##### DATA UNDER STUDY #####

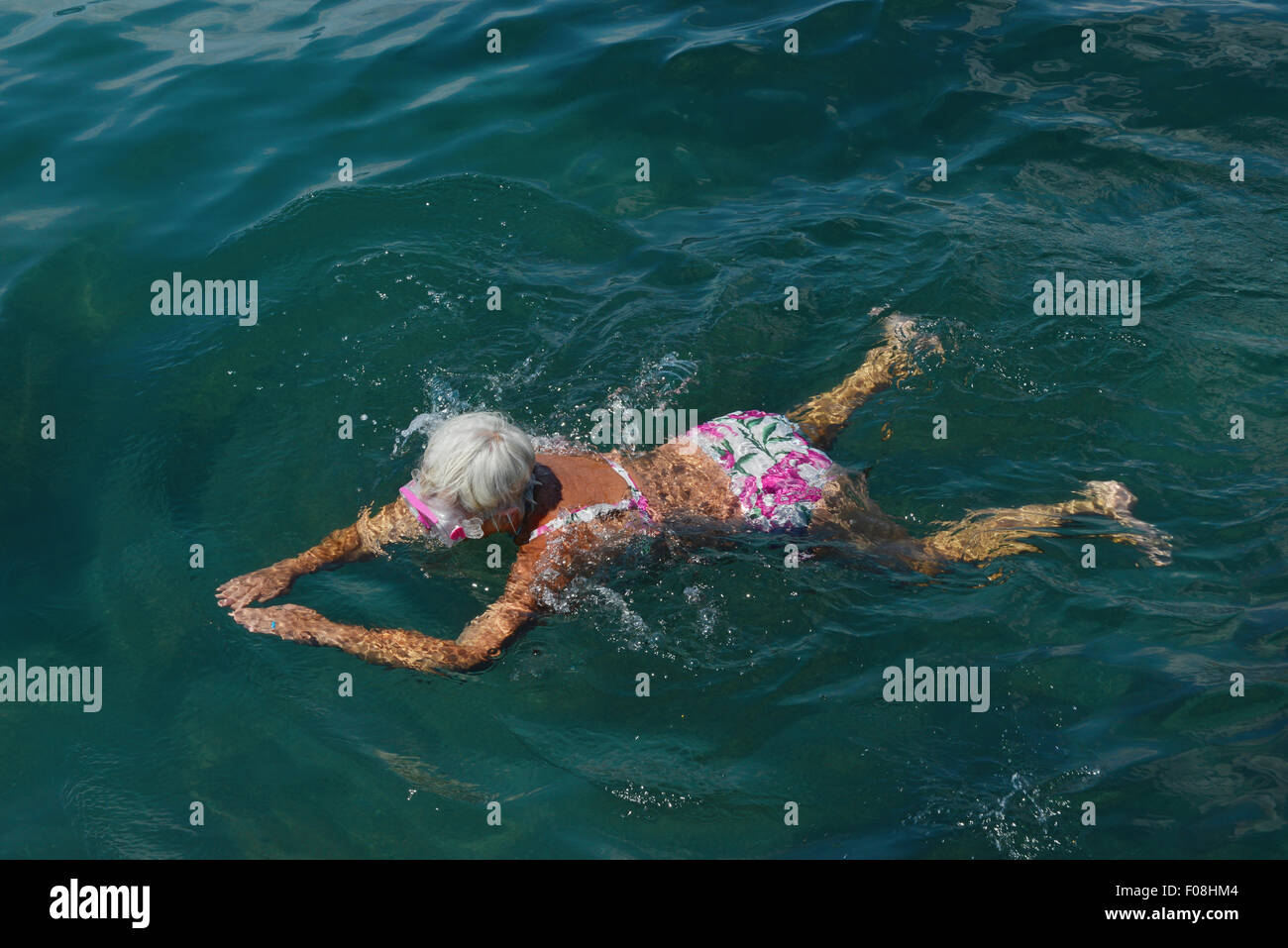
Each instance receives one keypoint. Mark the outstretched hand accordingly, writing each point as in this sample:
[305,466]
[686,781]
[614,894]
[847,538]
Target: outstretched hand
[259,586]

#####

▸ **DIRECTIONS FOR THIS TASK**: Set down every entry above exactly as written. Leave out all pictures.

▸ **WRITTEN SOLUTION**:
Each instance receives one keypoint. Mark the outstretched hand accordingly, writing each point as in this sample:
[305,466]
[686,781]
[614,894]
[847,538]
Target: outstretched hand
[259,586]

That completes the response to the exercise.